>> begin Selected extract
At a time when Aussie cricketers are proving that the market still works, it is time to review the funny business of international markets.

 

At home the RBA is doing its best to stamp out optimism in the local market, while in Britain and the US central banks are cutting interest rates to build consumer confidence and restore small business investment.

 

Are we at last seeing the end of the housing bubble that allowed those with an inability to borrow to be lent funds that the institutions could not afford to support so that derivatives could be promoted that had no firm foundation? Funny business in the money market.

 

What is obvious is that there is a galactic level realignment of financial institutions that is still being papered over by sovereign funds from China and Russia to prop up huge losses in the mortgage insurance business.

 

Truth, trust and transparency are being pared down by the spin doctors associated with hedge funds and brokers interested in the “she’ll be right” philosophy that has them ringing their clients rather than the other way around.

 

Remember when the media were having a go at the Coles Myer response to Kohlberg Kravis Roberts (KKR) threat to Coles’ independence through a disappearing consortium of leveraged buy-out funds. Now we find that KKR has begged for time to pay off its debts to next month.

 

In Britain, there is a back-to-the-future nationalisation of Northern Rock bank by the British Treasury. In France, Société General is slowly admitting that it encouraged speculative plays that lead to the loss of billions. Credit Suisse, Citibank and the big financial houses are only now admitting that they face even more billions of losses in payouts to the mortgage insurers.

 

Expect a slow drip of information that will show massive write downs, company mergers, lower dividends and pressure on the hedge funds to declare their real exposure to the funny money business.

 

In this environment it will be important to prepare for a six months credit squeeze and a focus on cash flow rather than market manipulations in the equity casino. Small business owners in Australia can assume that their financial institutions are going to be hunting for every last dollar to prop up their liquidity and demanding more and more strategic and business plans before endorsing any domestic expansion.
>> end Selected extract
>> begin Records supplied
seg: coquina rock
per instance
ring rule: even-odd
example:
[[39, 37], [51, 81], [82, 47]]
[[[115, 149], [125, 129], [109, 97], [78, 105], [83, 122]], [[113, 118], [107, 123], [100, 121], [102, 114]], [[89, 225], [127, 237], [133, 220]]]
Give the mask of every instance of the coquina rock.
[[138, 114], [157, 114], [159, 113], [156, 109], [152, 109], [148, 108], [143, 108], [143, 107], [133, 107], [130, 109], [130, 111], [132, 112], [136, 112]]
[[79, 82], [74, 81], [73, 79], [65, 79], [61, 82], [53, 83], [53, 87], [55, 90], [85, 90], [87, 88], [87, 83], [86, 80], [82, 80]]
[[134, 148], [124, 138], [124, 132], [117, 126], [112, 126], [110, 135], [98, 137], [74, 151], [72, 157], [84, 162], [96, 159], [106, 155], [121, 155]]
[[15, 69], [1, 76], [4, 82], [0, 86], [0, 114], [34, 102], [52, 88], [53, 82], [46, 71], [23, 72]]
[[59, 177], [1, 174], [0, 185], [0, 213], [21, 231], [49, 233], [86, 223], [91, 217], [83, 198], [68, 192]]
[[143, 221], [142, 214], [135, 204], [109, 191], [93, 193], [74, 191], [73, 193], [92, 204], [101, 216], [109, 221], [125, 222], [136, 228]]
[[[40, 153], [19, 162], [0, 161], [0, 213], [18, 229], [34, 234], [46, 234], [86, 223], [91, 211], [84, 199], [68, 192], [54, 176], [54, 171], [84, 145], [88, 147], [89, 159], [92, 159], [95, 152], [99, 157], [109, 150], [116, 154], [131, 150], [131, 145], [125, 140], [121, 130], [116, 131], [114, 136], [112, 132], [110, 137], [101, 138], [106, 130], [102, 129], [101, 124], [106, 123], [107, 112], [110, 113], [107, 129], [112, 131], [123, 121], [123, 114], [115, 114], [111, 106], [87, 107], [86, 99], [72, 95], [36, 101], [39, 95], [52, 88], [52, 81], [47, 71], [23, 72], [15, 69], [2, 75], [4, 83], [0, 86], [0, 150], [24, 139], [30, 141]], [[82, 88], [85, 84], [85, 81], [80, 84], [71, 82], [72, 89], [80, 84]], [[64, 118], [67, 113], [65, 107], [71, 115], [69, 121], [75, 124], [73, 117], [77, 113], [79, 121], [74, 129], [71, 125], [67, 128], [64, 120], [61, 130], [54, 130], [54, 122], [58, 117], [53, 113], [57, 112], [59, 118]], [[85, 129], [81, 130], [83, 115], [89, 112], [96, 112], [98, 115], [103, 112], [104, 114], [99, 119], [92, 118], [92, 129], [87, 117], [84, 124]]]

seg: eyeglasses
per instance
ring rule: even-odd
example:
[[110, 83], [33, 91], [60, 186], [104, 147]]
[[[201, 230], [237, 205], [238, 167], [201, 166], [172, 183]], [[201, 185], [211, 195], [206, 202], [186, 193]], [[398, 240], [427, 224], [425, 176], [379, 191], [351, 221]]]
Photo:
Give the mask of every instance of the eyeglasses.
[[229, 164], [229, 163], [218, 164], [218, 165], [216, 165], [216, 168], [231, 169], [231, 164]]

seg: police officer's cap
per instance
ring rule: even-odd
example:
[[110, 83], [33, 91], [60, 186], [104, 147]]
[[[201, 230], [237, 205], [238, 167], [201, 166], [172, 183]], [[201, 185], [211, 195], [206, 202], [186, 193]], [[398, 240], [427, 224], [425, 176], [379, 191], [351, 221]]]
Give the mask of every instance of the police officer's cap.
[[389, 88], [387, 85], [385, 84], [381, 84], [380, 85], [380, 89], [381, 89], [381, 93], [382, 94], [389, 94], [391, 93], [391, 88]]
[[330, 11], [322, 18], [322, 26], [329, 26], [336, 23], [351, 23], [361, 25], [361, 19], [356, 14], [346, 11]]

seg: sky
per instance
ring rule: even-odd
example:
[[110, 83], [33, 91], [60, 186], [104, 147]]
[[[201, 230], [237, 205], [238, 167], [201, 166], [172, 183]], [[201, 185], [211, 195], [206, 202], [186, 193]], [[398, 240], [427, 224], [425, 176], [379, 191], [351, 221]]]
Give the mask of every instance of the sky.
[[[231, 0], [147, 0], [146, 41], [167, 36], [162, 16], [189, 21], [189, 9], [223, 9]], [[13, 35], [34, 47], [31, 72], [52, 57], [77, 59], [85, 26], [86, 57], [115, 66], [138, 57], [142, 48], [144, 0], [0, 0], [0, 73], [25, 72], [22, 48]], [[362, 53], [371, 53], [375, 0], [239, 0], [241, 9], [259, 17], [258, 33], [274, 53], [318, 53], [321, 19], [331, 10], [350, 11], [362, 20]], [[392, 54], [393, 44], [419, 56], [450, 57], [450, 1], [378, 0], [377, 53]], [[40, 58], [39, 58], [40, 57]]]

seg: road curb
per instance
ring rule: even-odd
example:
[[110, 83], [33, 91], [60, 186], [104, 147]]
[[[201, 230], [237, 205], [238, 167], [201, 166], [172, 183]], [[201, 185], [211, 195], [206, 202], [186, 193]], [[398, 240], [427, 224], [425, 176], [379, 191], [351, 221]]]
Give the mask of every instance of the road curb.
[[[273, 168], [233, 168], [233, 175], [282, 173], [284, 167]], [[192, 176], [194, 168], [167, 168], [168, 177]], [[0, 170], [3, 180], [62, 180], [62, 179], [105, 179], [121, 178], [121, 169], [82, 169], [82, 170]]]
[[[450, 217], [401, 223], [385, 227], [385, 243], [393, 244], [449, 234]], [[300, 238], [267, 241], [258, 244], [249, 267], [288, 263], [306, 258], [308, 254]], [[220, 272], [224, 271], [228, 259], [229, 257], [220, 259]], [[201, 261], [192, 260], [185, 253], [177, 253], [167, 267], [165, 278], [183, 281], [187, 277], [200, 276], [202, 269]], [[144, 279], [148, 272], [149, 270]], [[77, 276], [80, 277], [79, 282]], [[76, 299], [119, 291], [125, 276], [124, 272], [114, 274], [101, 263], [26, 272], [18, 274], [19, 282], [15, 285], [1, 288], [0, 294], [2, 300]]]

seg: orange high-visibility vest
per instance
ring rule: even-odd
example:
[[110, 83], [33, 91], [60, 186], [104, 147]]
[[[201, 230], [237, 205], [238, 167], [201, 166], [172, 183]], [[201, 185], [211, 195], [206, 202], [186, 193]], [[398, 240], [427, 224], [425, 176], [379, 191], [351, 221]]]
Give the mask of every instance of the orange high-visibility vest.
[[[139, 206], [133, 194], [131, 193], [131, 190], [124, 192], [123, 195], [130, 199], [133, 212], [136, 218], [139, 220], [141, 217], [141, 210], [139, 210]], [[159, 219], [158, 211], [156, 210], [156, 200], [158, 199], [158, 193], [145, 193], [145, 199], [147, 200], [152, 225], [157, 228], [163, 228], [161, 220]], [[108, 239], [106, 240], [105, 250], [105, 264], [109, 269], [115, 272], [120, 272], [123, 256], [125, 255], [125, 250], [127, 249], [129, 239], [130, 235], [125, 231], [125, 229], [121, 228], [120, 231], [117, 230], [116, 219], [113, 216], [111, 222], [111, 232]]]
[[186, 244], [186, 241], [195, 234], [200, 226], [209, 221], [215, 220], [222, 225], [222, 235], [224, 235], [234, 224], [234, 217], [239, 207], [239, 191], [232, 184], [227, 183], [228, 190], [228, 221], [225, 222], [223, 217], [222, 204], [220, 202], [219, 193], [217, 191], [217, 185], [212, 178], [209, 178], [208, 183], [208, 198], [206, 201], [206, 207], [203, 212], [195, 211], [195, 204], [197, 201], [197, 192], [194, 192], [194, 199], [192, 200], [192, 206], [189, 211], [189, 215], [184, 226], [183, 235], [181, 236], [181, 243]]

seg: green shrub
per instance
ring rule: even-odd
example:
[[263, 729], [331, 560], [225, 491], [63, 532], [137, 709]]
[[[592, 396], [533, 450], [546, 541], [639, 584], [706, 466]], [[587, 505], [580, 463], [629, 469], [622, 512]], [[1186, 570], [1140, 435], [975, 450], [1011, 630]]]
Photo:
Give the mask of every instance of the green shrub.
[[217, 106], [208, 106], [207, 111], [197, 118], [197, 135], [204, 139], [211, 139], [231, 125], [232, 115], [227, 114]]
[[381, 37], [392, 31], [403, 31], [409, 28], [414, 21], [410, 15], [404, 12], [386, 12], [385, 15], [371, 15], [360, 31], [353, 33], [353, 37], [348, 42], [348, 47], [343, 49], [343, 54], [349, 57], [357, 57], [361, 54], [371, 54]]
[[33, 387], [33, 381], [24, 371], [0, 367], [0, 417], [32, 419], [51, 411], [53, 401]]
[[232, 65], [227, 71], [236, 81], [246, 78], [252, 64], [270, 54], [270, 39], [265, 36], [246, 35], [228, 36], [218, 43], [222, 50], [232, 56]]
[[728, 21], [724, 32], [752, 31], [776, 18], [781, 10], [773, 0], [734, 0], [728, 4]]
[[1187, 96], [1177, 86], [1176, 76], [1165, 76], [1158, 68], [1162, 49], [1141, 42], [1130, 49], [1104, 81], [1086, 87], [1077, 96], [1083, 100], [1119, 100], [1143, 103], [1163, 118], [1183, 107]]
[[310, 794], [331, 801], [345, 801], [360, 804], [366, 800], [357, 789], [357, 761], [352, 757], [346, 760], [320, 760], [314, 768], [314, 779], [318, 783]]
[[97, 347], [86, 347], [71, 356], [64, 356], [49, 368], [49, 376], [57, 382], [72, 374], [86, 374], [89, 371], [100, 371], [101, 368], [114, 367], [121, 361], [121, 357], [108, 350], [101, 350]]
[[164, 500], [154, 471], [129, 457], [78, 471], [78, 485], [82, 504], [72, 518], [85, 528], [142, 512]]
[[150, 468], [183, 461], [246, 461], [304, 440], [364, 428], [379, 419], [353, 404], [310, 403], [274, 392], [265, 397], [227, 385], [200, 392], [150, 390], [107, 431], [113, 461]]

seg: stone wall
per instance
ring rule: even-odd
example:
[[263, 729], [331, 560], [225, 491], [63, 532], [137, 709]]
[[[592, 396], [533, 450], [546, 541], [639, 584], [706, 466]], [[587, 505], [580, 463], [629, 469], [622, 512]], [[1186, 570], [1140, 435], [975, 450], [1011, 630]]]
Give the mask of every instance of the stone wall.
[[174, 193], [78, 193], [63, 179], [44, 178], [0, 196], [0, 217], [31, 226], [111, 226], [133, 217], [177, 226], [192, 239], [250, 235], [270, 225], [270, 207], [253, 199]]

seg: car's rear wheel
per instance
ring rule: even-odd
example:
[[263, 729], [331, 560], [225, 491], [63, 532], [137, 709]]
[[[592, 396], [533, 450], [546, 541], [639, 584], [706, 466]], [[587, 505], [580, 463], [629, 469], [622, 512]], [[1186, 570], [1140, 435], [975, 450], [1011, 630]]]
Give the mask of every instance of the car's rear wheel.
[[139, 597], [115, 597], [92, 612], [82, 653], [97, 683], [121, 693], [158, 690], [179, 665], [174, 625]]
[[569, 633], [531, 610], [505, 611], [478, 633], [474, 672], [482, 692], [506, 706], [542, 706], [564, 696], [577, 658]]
>> end Records supplied
## Requirements
(1) Turn the entries, from their first line through the line containing "80], [82, 80]]", into a numbered list, leaving out any blank lines.
(2) Carry on the piece about the funny business of international money markets from its last sentence.

## Outputs in order
(1)
1. seg: coquina rock
2. per instance
3. ring rule: even-odd
4. example:
5. [[39, 37], [51, 81], [82, 47]]
6. [[[115, 149], [125, 129], [109, 97], [78, 105], [83, 122]], [[113, 118], [107, 123], [100, 121], [102, 114]], [[89, 225], [127, 237], [133, 220]]]
7. Give the mask of every instance of the coquina rock.
8. [[138, 114], [157, 114], [159, 113], [156, 109], [152, 109], [148, 108], [143, 108], [143, 107], [133, 107], [130, 109], [130, 111], [132, 112], [136, 112]]
9. [[79, 82], [74, 81], [73, 79], [65, 79], [61, 82], [53, 83], [53, 87], [55, 90], [85, 90], [87, 88], [87, 83], [86, 80], [82, 80]]

(2)
 

Five action steps may prove of value:

 

  1. Examine product distribution to the British, European and US markets and start to build market entry strategies into the BRIC economies.
  2. Sit down with key staff who have contacts around the world in emerging markets and ensure that they feel part of your company’s future.
  3. Consolidate terms of trade and pay early attention to clients who are outside their normal cycle of orders and credit lines.
  4. Reduce the cycle time between initial client contact and service delivery to maintain the future order book and business opportunities.
  5. Explore the potential of the internet and e-commerce to extend the market reach of the business to force a greater awareness of on-line, on-time and below-budget efforts to recession-proof the business.

 

In this context, we should all appreciate Glenn Steven’s sensitivity to the evidence that the big end of town has started to cut back its excessive bonus payments and respond to the fact that the more affluent Roy Morgan Values segments are showing early signs of restrained pessimism.

 

A decision to defer a further interest rate rise until May will allow businesses time to prepare for a further extension of the credit crunch.